## [PROMPT]
The full listing, from first line to last, should be set down again exactly.

## [DATA PROVIDED]

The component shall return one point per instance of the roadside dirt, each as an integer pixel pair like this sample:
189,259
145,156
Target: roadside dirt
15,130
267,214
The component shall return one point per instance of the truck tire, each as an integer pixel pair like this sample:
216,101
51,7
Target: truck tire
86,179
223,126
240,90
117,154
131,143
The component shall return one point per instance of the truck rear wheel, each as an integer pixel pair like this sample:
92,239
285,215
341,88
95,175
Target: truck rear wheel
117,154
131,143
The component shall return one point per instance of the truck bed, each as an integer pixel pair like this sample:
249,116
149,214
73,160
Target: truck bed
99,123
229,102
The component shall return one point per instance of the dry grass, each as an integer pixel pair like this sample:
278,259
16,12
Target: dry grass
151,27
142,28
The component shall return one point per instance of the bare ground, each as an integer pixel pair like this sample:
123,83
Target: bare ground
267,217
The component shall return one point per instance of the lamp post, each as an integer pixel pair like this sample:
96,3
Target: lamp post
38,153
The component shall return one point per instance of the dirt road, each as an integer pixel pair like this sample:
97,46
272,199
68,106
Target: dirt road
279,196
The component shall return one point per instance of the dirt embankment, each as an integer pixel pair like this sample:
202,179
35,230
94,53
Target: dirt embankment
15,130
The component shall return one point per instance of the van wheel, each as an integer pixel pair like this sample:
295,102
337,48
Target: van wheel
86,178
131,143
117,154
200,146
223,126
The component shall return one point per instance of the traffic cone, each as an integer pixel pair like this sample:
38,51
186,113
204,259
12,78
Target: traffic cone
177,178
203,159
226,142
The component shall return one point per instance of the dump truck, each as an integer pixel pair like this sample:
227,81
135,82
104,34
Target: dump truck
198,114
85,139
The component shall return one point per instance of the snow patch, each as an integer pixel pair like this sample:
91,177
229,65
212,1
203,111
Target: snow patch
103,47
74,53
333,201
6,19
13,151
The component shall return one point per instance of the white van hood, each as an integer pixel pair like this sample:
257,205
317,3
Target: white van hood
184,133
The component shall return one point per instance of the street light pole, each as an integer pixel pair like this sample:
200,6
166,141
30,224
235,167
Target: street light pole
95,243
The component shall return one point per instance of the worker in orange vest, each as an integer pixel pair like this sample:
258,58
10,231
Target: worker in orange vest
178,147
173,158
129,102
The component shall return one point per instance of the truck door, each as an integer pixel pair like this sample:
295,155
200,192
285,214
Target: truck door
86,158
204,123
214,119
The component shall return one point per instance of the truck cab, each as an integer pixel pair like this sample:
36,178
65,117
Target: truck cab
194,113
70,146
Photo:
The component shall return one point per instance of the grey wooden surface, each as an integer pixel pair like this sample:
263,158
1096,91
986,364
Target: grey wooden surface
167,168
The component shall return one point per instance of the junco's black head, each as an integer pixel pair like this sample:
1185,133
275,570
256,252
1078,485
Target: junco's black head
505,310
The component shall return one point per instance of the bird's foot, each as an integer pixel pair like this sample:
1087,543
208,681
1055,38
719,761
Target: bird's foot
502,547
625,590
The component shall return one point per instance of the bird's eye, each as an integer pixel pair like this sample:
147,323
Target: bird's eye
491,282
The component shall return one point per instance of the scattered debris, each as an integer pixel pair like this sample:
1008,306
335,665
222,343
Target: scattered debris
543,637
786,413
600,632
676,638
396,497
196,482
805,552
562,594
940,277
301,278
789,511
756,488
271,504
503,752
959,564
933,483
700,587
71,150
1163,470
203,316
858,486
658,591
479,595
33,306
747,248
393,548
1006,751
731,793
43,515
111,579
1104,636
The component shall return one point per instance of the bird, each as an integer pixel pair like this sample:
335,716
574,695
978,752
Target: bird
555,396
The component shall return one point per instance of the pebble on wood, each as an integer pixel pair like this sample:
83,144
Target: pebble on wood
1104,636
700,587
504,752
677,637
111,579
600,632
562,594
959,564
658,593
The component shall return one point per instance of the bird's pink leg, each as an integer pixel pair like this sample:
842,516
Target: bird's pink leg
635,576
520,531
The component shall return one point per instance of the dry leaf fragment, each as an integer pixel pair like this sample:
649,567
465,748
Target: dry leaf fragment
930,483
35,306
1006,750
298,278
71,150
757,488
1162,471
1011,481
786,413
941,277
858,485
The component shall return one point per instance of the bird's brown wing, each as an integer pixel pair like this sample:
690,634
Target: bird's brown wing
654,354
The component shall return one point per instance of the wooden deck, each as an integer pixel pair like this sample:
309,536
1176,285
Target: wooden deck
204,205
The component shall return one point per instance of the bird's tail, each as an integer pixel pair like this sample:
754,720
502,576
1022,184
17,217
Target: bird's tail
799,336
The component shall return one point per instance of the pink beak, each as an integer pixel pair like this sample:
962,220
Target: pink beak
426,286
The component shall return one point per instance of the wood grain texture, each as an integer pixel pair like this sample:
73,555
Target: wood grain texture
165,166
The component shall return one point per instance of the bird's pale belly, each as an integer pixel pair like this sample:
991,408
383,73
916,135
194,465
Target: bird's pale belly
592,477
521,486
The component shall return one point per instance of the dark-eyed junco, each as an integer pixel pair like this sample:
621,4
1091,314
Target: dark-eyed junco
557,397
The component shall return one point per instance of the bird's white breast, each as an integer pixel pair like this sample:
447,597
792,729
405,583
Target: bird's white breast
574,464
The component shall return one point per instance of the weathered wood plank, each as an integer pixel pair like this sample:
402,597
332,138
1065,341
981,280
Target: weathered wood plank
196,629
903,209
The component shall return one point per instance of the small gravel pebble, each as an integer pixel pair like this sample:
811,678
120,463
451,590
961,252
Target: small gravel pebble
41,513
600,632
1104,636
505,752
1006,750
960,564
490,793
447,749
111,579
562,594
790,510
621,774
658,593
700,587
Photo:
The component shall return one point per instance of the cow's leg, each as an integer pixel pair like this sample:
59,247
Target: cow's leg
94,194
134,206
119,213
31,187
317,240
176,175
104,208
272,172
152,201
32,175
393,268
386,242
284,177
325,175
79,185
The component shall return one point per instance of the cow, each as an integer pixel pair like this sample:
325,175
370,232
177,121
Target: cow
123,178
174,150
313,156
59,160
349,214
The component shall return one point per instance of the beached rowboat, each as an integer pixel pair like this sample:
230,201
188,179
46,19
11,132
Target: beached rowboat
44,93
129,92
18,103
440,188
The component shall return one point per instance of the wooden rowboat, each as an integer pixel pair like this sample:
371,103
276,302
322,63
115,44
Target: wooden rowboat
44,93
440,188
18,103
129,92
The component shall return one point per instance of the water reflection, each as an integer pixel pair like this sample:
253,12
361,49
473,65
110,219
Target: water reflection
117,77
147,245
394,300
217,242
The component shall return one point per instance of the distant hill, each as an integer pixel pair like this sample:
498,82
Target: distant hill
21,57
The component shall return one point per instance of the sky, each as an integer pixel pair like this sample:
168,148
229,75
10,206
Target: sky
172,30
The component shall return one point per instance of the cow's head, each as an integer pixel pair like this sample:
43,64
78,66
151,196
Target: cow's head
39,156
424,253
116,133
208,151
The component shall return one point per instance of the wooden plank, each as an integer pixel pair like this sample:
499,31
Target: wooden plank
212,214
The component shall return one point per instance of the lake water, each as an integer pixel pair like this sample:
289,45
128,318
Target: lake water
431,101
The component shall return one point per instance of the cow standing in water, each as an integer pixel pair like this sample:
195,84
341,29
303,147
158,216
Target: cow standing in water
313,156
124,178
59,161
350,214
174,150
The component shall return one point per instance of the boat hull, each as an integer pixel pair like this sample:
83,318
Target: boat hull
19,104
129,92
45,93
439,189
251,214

## [RESPONSE FOR THIS EXERCISE]
The component shall return one point per instance of the roadside dirt, each as an integer pixel pair like this sample:
189,259
145,156
Target: roadside dirt
15,130
267,214
The component shall return one point per instance of the truck tire, each as an integer pixel pair like this sample:
216,101
51,7
Target: truck tire
86,179
223,126
240,90
117,154
131,143
The component shall return one point per instance of the truck rear wheel, each as an integer pixel pair like this sample:
92,239
285,215
341,88
95,175
Target: truck rear wheel
117,154
131,143
The component shall return one point per instance of the truck bed, each as an integer pixel pair like this sample:
249,116
149,214
73,160
Target: truck bed
99,123
229,102
The component shall return one point per instance of the dry grass, each as an integer pixel pair like this sample:
278,259
16,12
Target: dry grass
151,27
142,28
The component shall return one point per instance of the bare ground, each as an integer pixel pair like this sample:
123,83
Target: bare ground
267,217
The component shall return one point per instance of the lamp post, each as an integer pixel pair like this sample:
96,3
Target: lamp post
38,153
The component shall return one point per instance of the dirt road, each as an integer pixel pair like this sample:
97,46
272,199
68,106
Target: dirt road
279,196
The component shall return one point per instance of the dirt embankment, each as an integer pixel pair like this sample:
202,179
35,230
94,53
Target: dirt embankment
15,130
The component shall return one point per instance of the van wheel, each as an integer pixel pair like this sample:
295,102
337,48
Target: van wheel
86,178
131,143
117,154
200,146
223,126
The component shall return one point per instance of the traffic cone, each as an integer pixel pair like this sample:
38,51
186,113
204,259
12,78
Target: traffic cone
177,178
203,159
226,142
The component shall return one point per instance of the dump truck, each as an integer pixel pair like this sample:
227,81
135,82
104,34
Target: dump truck
198,114
85,139
The component shall return one point per instance of the snow patch, each as an integer pixel pair like this sample:
91,177
229,65
212,1
203,111
Target: snow patch
103,47
74,53
333,201
6,19
13,151
The component shall return one point per instance of the white van hood, each as an integer pixel pair like this sample:
257,205
317,3
Target: white van hood
184,133
The component shall return one point per instance of the street light pole, each as an integer pixel pair like this sample:
200,6
166,141
30,224
235,167
Target: street light pole
95,243
The component shall return one point per instance of the worker in orange vest, each as an integer pixel pair like this sample:
258,58
10,231
Target: worker in orange vest
178,147
173,158
129,102
The component shall return one point per instance of the truck door, each as an integer pixel pair like this sample:
295,155
200,192
285,214
Target: truck door
86,158
204,123
214,119
The component shall return one point per instance of the truck cab, each as an integer pixel pair like this sample:
36,178
65,117
Target: truck cab
194,113
70,146
Photo:
The component shall return one point per instance of the grey wooden surface, each as an integer pixel pair like this sample:
263,158
1096,91
986,364
Target: grey wooden surface
167,168
The component shall return one point per instance of the junco's black head, each as an integer pixel pair like this sample:
1185,133
275,570
256,252
1078,485
Target: junco's black head
505,310
The component shall return one point per instance of the bird's foot, each as an integer pixel pair like this sample:
1087,543
208,681
1055,38
719,761
Target: bird's foot
502,547
625,590
The component shall return one point per instance of the bird's eye, each as an integer pixel pair like this sample:
147,323
Target: bird's eye
491,282
The component shall return one point per instance of the scattered debris, each as an integer pixel pair like this sample:
1008,306
335,665
222,343
Target: scattered debris
543,637
786,413
600,632
676,638
396,497
196,482
805,552
562,594
940,277
301,278
789,511
756,488
271,504
503,752
959,564
933,483
700,587
71,150
1163,470
203,316
858,486
658,591
479,595
33,306
747,248
393,548
1006,751
731,793
43,515
111,579
1104,636
The component shall return one point per instance of the bird, each as an integer pixel pair like this sample:
335,716
574,695
978,752
Target: bird
555,396
The component shall return one point per instance of the pebble on wood, each as an integer pixel pair like this sample:
83,144
Target: pebble on wood
1104,636
700,587
504,752
677,637
111,579
600,632
562,594
959,564
658,593
The component shall return one point per instance of the bird's pink leg, each as an integer pixel pair like this sample:
842,516
Target: bird's pink leg
635,576
520,531
The component shall return one point per instance of the dry leaf fragment, each as an integer pixel pair like this sample:
649,567
465,748
Target: dry leaf fragment
930,483
35,306
1006,750
298,278
71,150
757,488
1162,471
1011,481
786,413
941,277
858,485
The component shall return one point per instance of the bird's brown wing, each as an integer pixel pair like this sample:
690,634
Target: bird's brown wing
654,354
The component shall return one point per instance of the wooden deck, each as an integer pixel pair like this sample:
309,536
1176,285
Target: wooden deck
204,205
The component shall return one point per instance of the bird's tail, each as an integer pixel pair like this sample:
754,720
502,576
1022,184
17,217
Target: bird's tail
799,336
The component shall return one point per instance of the pink beak, each as an integer pixel pair like this sample:
962,220
Target: pink beak
426,286
The component shall return one point per instance of the wood grain texture, each as an integer pixel pair like this sample:
73,555
Target: wood grain texture
165,166
The component shall return one point per instance of the bird's pale belly, each as an integer pixel pair like this sample:
991,408
383,73
916,135
194,465
Target: bird's pale belly
592,477
521,486
The component shall return one point per instance of the dark-eyed junco, each as an integer pixel pair like this sample:
621,4
1091,314
Target: dark-eyed junco
557,397
The component shall return one point per instance of the bird's white breast, each as an integer pixel pair like this sample:
447,597
792,729
405,583
Target: bird's white breast
574,464
The component shall return one point per instance of the weathered wood plank, each as an integer pixel pair like this sample:
402,597
332,138
1065,341
981,280
Target: weathered wood plank
196,629
903,209
The component shall return one point per instance of the small gravel pebble, each as an integer pixel pair like this sample:
811,678
120,463
451,590
961,252
Target: small gravel pebble
41,513
600,632
1104,636
505,752
1006,750
960,564
490,793
447,749
111,579
562,594
790,510
621,774
658,593
700,587
Photo:
The component shall return one point per instance of the cow's leg, each as an integer pixel pair like this sample:
59,247
Target: cow's leg
94,194
134,206
119,213
31,187
317,240
176,175
104,208
272,172
152,201
32,175
393,268
386,242
284,177
325,175
79,185
The component shall return one point per instance of the cow, each as an integer pixel pair like this sample:
325,175
370,232
177,121
Target: cow
123,178
174,150
313,156
59,160
349,214
The component shall return one point per instance of the beached rowboat, each as an integer pixel pair like this sample:
230,201
188,179
46,19
11,132
Target: beached rowboat
44,93
129,92
18,103
440,188
The component shall return one point per instance of the wooden rowboat, each as an integer pixel pair like this sample:
371,103
276,302
322,63
115,44
Target: wooden rowboat
44,93
440,188
18,103
129,92
The component shall return one point per instance of the water reflection, each as an integer pixel pair like this sample:
253,12
361,49
473,65
110,219
Target: water reflection
117,77
147,245
394,300
217,242
The component shall return one point per instance of the distant hill, each as an integer pixel pair like this sample:
498,82
Target: distant hill
21,57
The component shall return one point per instance of the sky, each as an integer pixel pair like this sample:
168,148
229,75
10,206
Target: sky
172,30
The component shall return one point per instance of the cow's head, each as an integer pixel pair like this sample:
43,64
78,66
151,196
Target: cow's head
39,156
424,253
116,133
208,151
The component shall return one point per instance of the wooden plank, each as an integer pixel pair like this sample:
499,31
Target: wooden plank
212,214
The component shall return one point per instance of the lake water, each as an integer pixel pair like this sample:
289,45
128,318
Target: lake water
431,101
The component shall return one point per instance of the cow standing in water, each as an integer pixel pair like this sample:
195,84
341,29
303,147
158,216
Target: cow standing in water
313,156
124,178
59,161
350,214
174,150
The component shall return one point per instance of the boat hull, each as an integer pixel pair like this sample:
83,318
Target: boat hull
19,104
129,92
45,93
439,189
251,214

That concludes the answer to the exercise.